PROBLEM DESCRIPTION:
Pick out every line of the listing below that holds the string "asphalt" and copy each such line.

[Excerpts from point annotation data]
★ ★ ★ ★ ★

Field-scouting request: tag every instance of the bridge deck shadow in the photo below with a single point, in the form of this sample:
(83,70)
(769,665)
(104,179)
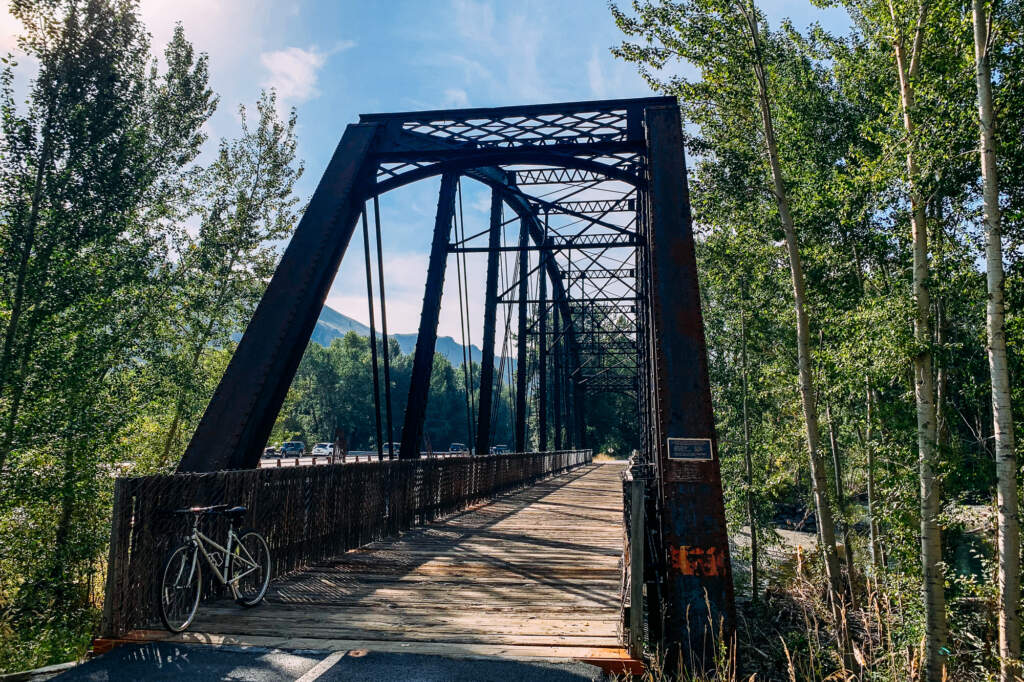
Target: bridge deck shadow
(534,573)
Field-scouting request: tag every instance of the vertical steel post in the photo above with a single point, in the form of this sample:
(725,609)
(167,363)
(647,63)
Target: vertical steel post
(520,369)
(373,336)
(695,545)
(387,347)
(423,360)
(489,324)
(542,349)
(637,544)
(556,383)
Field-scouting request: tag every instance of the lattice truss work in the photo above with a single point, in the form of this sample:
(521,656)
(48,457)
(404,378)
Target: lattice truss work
(588,216)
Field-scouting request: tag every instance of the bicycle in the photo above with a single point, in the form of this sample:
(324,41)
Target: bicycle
(246,561)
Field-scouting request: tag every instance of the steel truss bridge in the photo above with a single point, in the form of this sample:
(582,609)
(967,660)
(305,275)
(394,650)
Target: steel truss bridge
(591,260)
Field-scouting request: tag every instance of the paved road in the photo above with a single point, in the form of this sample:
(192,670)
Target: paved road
(161,661)
(351,458)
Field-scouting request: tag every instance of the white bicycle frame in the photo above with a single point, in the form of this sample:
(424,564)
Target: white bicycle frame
(201,541)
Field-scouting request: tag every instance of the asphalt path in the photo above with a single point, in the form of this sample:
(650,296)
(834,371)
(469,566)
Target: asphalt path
(161,661)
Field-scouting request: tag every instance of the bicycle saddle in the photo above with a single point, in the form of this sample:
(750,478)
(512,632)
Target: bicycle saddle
(233,512)
(236,512)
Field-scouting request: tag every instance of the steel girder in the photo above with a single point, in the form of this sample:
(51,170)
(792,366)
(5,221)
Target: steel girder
(613,160)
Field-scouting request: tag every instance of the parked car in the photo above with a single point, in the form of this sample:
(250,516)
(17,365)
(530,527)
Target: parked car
(293,449)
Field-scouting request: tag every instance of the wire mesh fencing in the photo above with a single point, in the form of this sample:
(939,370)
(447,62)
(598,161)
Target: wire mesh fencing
(307,514)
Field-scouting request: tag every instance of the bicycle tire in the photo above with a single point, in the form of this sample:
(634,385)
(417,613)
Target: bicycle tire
(177,605)
(253,587)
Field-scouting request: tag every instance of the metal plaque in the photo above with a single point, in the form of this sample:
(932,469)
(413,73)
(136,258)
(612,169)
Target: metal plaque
(690,449)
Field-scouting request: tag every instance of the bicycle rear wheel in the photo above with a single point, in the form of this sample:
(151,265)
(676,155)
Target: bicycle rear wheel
(180,588)
(252,564)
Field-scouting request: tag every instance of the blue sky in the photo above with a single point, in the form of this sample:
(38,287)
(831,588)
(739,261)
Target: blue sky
(334,59)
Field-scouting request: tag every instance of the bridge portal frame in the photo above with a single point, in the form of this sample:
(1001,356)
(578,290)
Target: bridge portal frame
(638,142)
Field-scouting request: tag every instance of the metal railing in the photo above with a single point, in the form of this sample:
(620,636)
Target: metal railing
(307,514)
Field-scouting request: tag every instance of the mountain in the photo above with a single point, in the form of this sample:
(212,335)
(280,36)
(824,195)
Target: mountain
(332,325)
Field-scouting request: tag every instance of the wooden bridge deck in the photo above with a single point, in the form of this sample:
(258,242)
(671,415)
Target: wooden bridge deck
(535,573)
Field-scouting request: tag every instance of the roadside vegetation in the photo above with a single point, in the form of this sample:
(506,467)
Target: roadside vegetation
(858,206)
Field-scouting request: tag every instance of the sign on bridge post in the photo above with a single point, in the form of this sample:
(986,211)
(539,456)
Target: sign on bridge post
(695,546)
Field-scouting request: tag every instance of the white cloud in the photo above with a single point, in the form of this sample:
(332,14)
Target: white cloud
(456,97)
(293,72)
(9,28)
(473,19)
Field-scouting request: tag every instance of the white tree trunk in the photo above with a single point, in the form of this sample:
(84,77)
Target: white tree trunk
(819,484)
(1003,423)
(931,542)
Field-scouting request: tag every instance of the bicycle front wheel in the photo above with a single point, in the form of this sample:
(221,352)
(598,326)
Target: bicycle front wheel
(251,567)
(180,588)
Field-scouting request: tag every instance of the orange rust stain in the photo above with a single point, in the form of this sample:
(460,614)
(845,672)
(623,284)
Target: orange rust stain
(698,561)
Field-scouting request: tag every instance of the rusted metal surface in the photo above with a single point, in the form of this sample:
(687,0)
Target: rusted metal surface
(307,514)
(423,359)
(697,570)
(238,422)
(489,327)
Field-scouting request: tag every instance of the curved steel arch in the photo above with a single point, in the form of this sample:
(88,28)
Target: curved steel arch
(477,160)
(637,141)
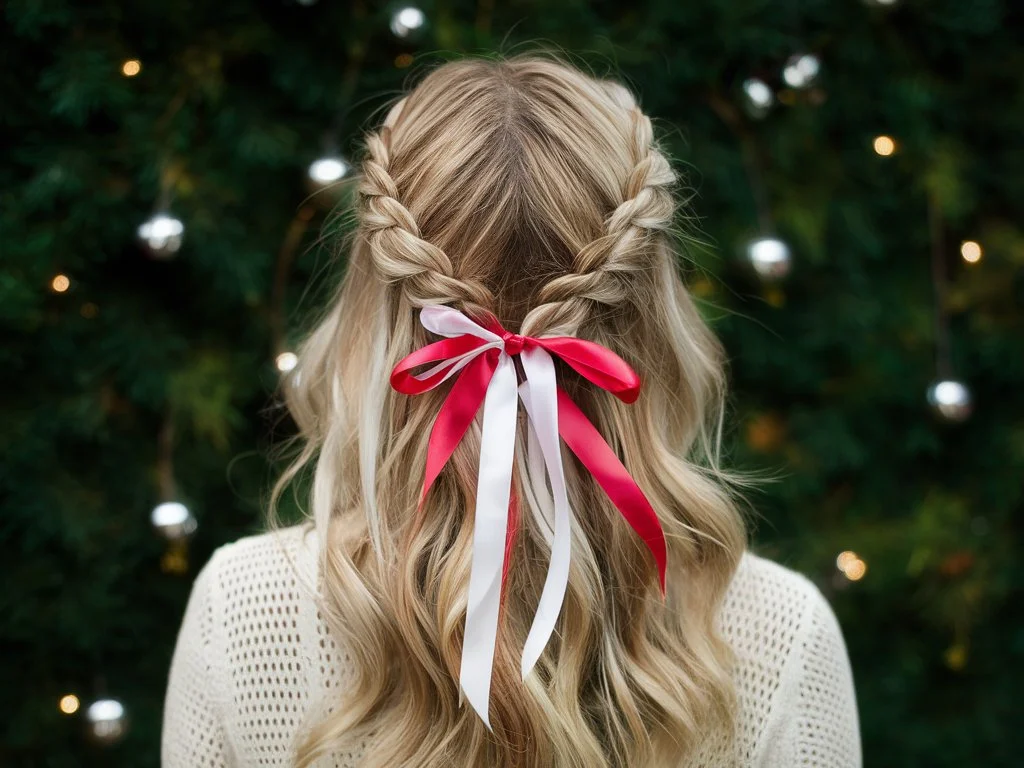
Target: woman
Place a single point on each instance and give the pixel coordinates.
(466, 594)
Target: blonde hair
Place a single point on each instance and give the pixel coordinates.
(525, 188)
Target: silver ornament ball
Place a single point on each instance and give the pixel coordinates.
(173, 520)
(407, 20)
(108, 721)
(758, 97)
(801, 71)
(769, 257)
(950, 399)
(162, 235)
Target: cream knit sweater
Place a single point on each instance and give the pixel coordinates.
(255, 665)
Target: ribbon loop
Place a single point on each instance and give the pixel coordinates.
(481, 358)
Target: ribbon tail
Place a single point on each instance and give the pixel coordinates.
(542, 503)
(591, 449)
(458, 412)
(540, 396)
(489, 531)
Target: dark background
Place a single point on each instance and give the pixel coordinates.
(154, 378)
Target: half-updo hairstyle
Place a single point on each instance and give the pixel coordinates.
(530, 190)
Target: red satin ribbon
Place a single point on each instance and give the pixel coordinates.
(595, 363)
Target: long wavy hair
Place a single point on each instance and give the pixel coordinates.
(525, 188)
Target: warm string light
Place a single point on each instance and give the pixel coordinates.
(329, 169)
(884, 145)
(850, 565)
(971, 251)
(69, 704)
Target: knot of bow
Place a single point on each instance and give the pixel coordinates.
(480, 357)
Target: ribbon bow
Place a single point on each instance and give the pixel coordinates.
(481, 356)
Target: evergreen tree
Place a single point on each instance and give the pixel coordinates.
(134, 375)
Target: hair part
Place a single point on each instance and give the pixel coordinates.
(531, 190)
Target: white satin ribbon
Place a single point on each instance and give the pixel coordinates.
(539, 394)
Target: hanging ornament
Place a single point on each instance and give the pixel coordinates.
(327, 170)
(286, 361)
(758, 97)
(173, 520)
(162, 235)
(801, 71)
(769, 257)
(107, 720)
(407, 20)
(950, 399)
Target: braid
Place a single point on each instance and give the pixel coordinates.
(397, 249)
(647, 207)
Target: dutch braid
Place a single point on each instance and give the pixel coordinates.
(647, 207)
(398, 251)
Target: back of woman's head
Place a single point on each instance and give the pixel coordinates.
(530, 192)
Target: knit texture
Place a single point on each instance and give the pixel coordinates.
(255, 666)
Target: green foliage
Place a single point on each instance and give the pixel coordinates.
(829, 368)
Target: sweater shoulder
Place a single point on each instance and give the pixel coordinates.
(767, 610)
(778, 624)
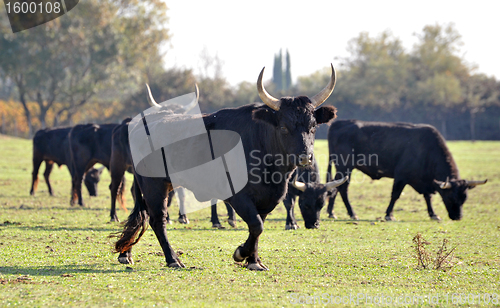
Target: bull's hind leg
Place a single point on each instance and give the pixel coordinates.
(249, 250)
(157, 208)
(158, 222)
(331, 203)
(126, 257)
(116, 187)
(397, 189)
(430, 210)
(214, 217)
(231, 214)
(291, 222)
(343, 190)
(181, 194)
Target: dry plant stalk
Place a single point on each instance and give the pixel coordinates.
(422, 256)
(442, 261)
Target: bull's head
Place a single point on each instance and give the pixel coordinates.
(454, 194)
(312, 199)
(91, 179)
(295, 119)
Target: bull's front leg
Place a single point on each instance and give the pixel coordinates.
(157, 205)
(430, 210)
(249, 250)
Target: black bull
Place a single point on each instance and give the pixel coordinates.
(51, 145)
(411, 154)
(282, 128)
(88, 144)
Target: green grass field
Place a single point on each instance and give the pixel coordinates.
(52, 254)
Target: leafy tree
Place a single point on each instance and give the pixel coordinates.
(438, 71)
(278, 72)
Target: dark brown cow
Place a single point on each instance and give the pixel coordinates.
(280, 128)
(411, 154)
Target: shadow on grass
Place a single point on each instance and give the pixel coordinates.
(56, 270)
(61, 228)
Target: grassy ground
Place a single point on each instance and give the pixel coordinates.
(52, 254)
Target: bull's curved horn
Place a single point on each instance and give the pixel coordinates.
(194, 102)
(333, 184)
(272, 102)
(321, 97)
(299, 185)
(445, 185)
(151, 100)
(475, 183)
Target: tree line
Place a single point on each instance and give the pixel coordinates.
(69, 71)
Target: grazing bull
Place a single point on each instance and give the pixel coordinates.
(411, 154)
(88, 144)
(277, 137)
(312, 196)
(51, 145)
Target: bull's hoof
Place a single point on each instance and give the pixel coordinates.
(237, 255)
(257, 267)
(126, 260)
(177, 264)
(183, 220)
(389, 218)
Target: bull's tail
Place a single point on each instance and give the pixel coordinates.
(329, 171)
(136, 224)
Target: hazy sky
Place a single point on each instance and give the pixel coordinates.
(247, 34)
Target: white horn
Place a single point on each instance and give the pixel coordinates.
(272, 102)
(322, 96)
(475, 183)
(299, 185)
(333, 184)
(194, 102)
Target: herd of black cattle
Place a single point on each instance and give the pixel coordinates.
(414, 155)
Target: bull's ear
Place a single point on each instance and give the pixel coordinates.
(265, 115)
(325, 114)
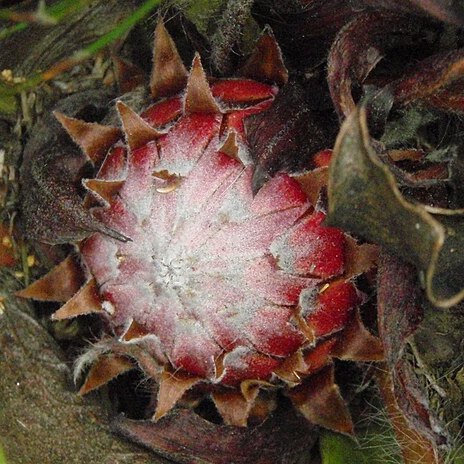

★ ★ ★ ★ ★

RESPONSE BELOW:
Field-scouting request: tag every instance of the asphalt path in the photo above with a single point, in the form of this sample:
Target: asphalt path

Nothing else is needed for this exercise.